-- start of Text block --
Re: Marketing writing

Subject: Re: Marketing writing
From: Carol Atack <carol -at- ANT -dot- CO -dot- UK>
Date: Wed, 11 Sep 1996 09:30:41 +0000

At 1:13 pm -0500 10/9/96, geoff-h -at- MTL -dot- FERIC -dot- CA wrote:
> Penny Staples asked for resources on marketing writing.
> Penny, here's one recent book that's received good reviews:

> King, Janice. 1995. Writing high-tech copy that sells. John
> Wiley and Sons, New York, 275 p.

> I haven't read the book, but Janice has been skillfully
> writing about marketing for several years now in _Technical
> Communication_ and elsewhere. If she's as good with books
> as she is with shorter pieces, this would be a great place
> to start.

I have read this book and would definitely recommend it as an introduction
to marketing writing of many forms. It is very helpful that the book is
oriented towards high-tech products, in my view. Selling technical widgets
is very different to selling toothpaste or nappies and general books on
copywriting don't help much when you need to communicate a very precise
message about highly technical product benefits. I don't think you could go
wrong with this book.
-- end of Text block --
What you will do ▸
a) Answer these questions from the marketing writing reply, one line each:
(i) Who asked for resources on marketing writing?
(ii) How many pages does the recommended book have?
(iii) In which publication has Janice King been writing about marketing?
b) In the marketing writing reply, list every kind of product the writer names when comparing what is being sold.
c) Go on with the marketing writing reply, picking up after its last sentence.
-- start of Dataset records --
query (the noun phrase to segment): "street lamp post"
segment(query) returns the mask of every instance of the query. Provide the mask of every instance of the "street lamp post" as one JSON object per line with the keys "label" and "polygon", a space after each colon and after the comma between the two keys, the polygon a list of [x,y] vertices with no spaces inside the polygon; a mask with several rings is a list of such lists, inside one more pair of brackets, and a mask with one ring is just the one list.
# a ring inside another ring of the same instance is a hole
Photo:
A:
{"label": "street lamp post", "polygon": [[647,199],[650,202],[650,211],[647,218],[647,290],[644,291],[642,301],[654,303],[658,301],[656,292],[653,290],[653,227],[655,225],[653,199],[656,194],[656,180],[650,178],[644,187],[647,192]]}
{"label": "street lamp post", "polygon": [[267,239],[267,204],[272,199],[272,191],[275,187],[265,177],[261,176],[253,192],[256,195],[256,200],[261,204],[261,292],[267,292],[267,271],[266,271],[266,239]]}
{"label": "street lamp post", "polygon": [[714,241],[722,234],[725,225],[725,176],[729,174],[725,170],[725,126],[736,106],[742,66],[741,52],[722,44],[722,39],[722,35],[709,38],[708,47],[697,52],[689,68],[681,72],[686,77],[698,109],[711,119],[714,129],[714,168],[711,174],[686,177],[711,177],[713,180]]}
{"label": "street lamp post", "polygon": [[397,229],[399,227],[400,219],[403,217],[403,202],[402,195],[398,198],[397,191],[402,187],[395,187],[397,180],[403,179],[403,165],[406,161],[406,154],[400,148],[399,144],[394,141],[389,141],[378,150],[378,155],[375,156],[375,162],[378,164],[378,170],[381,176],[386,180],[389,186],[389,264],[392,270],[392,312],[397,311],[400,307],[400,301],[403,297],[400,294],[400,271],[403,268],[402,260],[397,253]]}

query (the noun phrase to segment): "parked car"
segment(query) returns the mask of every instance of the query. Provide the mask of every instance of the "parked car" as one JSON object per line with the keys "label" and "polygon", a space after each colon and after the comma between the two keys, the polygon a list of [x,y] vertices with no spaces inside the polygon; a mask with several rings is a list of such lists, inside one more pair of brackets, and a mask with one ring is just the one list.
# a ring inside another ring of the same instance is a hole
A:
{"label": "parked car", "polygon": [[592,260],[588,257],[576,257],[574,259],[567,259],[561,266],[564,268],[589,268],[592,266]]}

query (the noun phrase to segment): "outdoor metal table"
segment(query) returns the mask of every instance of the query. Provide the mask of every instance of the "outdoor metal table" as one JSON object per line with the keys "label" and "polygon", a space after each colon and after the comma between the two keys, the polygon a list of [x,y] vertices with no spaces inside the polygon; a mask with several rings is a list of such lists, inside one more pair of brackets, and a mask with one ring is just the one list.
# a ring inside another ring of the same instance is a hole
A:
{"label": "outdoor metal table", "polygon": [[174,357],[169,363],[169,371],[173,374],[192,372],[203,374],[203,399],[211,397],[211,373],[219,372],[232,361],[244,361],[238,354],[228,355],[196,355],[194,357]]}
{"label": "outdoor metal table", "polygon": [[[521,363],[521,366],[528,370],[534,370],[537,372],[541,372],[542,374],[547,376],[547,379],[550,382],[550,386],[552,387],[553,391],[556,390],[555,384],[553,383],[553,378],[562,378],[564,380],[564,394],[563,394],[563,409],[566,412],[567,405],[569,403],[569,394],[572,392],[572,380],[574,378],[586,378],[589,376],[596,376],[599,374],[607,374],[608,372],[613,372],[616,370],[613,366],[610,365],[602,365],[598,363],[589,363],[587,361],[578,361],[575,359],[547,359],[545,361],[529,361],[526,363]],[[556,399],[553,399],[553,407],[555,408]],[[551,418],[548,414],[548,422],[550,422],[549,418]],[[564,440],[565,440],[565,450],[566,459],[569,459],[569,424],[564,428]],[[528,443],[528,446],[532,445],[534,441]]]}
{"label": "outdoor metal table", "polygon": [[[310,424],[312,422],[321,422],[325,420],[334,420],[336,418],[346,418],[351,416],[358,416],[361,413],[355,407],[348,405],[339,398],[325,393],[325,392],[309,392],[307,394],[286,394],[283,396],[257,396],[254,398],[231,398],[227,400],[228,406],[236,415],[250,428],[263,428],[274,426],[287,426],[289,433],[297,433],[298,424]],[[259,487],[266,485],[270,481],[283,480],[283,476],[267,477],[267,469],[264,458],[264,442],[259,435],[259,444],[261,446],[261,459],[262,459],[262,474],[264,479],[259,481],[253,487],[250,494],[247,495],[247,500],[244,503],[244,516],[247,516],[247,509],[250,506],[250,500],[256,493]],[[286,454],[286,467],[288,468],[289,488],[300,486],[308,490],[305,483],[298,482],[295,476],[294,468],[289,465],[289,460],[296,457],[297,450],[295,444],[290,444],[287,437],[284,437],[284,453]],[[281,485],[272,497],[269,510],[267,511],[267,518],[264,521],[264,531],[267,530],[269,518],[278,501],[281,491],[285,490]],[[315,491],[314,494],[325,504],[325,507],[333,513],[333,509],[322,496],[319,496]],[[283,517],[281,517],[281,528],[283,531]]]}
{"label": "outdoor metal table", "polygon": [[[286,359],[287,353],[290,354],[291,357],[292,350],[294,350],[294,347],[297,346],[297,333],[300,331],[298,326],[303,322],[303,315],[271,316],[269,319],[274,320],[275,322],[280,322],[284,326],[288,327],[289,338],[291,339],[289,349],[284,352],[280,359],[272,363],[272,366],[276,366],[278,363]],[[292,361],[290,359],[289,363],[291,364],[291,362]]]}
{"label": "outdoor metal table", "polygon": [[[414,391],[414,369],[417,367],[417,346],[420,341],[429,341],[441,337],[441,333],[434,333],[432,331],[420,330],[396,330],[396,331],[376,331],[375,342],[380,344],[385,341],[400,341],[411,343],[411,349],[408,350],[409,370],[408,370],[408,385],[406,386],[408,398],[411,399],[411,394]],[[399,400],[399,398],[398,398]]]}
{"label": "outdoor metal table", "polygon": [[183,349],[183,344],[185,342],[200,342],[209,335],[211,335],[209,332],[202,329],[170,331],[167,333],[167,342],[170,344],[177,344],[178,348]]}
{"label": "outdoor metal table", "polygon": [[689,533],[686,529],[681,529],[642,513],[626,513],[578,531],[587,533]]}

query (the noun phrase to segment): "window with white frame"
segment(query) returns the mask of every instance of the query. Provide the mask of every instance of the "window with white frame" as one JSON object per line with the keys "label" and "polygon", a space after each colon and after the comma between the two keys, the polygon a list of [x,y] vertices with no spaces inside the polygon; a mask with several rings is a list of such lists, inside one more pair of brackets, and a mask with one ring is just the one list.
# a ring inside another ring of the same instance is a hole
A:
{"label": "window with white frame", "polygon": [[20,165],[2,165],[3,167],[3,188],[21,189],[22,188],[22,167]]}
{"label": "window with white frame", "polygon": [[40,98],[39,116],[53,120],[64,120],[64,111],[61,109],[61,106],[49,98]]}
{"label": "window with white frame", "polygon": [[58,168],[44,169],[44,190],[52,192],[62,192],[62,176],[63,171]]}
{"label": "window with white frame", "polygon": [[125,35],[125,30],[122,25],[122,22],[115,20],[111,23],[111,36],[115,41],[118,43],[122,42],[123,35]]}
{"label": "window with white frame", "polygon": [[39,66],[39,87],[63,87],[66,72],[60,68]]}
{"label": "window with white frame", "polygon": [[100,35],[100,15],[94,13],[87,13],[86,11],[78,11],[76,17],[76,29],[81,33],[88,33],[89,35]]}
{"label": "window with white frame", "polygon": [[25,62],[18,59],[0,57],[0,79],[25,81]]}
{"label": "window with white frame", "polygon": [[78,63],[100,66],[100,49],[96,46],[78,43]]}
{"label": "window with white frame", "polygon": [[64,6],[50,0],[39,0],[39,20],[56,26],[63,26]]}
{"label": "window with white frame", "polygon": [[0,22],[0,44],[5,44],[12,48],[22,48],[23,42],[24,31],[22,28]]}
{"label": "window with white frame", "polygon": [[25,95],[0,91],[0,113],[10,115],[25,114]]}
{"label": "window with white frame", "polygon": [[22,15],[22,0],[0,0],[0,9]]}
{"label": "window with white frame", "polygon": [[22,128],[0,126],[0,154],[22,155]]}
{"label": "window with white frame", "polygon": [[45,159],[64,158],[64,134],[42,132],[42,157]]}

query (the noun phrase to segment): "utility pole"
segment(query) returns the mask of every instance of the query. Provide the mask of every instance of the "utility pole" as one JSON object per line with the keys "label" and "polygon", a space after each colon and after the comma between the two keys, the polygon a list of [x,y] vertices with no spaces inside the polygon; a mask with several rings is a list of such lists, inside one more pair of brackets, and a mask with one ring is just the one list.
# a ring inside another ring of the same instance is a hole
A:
-- end of Dataset records --
Answers in order ▸
a)
(i) Penny Staples
(ii) 275
(iii) _Technical Communication_

b) technical widgets, toothpaste, nappies

c)
However I would also recommend doing your own research. Look at marketing
literature from other companies in the same or similar markets and work out
the techniques they use. Read the magazines in which adverts or advertorial
features will be placed. Check out trade shows and see what the benefits
your company and its competitors are promoting - what are the important
issues in this market? Ask sales and customer service colleagues what
customers like about your products.

Once you have analysed the points you will need to get across in your
literature, you will usually find that your product is sold on its ease of
installation/use, speed and power/whizzy features, and affordability. As
everyone else's products are sold on this basis too, you need to think up
something extra. (This is the hard bit).

If inspiration totally fails to strike, you can always fall back on cloning
the style of the competitive literature you like best, or writing a gentle
pastiche of last year's brochure.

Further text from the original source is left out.